TESTO FORNITO

+ + + + + + +

Solo che i sei non arrivano dal pianeta Thedus, ma da Genova o Torino eccetera. I pretendenti, completamente nudi, mostrano inizialmente al concorrente e alla conduttrice le parti basse, poi quelle alte, ma non il volto. E non parlano. Gesticolano. Insomma, si gioca alla cieca valutando con la bella Palmieri, manco si fosse al bar Sport dopo troppi spritz, i genitali della lei o del lui di turno con commenti di questo tenore: “i testicoli ballonzolano, ah ah”, oppure un urlato “oddio!” guardando il pene del ragazzo di colore (che dev’essere tradizionalmente superdotato) “che bel prepuzio circonciso” o, “wow – la locuzione fumettara è onnipresente, stucchevole – la vulva è depilata” (si usano termini medici come vulva, vagina o pene). E ancora “a me piace col pelo”, “a me senza”, e via con questi graziosi e raffinati commenti.

+ + + + + + +

(Dati di puntamento sulle regioni)

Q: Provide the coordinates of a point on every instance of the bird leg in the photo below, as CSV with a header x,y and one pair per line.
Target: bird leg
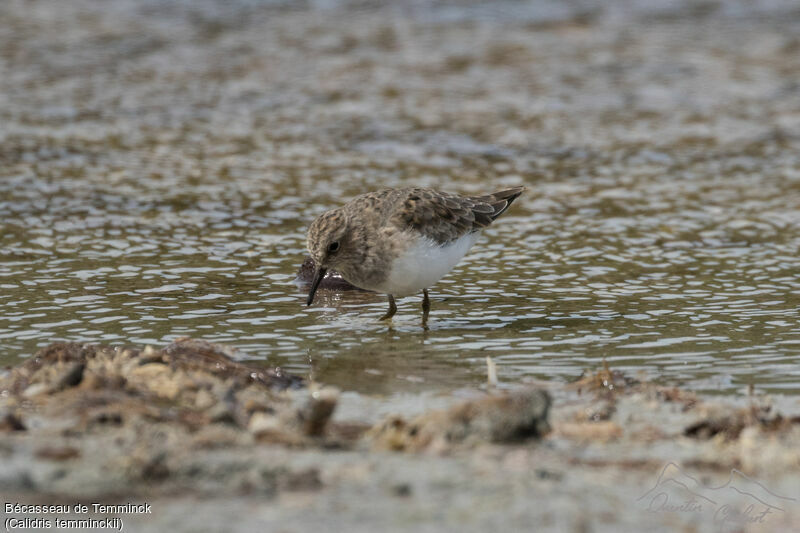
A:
x,y
392,309
426,308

+ + + + + + +

Puoi trascrivere fedelmente il passo del testo fornito sopra compreso tra "Solo che i sei" e "e raffinati commenti.", estremi inclusi?

RISPOSTA AL COMPITO
Solo che i sei non arrivano dal pianeta Thedus, ma da Genova o Torino eccetera. I pretendenti, completamente nudi, mostrano inizialmente al concorrente e alla conduttrice le parti basse, poi quelle alte, ma non il volto. E non parlano. Gesticolano. Insomma, si gioca alla cieca valutando con la bella Palmieri, manco si fosse al bar Sport dopo troppi spritz, i genitali della lei o del lui di turno con commenti di questo tenore: “i testicoli ballonzolano, ah ah”, oppure un urlato “oddio!” guardando il pene del ragazzo di colore (che dev’essere tradizionalmente superdotato) “che bel prepuzio circonciso” o, “wow – la locuzione fumettara è onnipresente, stucchevole – la vulva è depilata” (si usano termini medici come vulva, vagina o pene). E ancora “a me piace col pelo”, “a me senza”, e via con questi graziosi e raffinati commenti.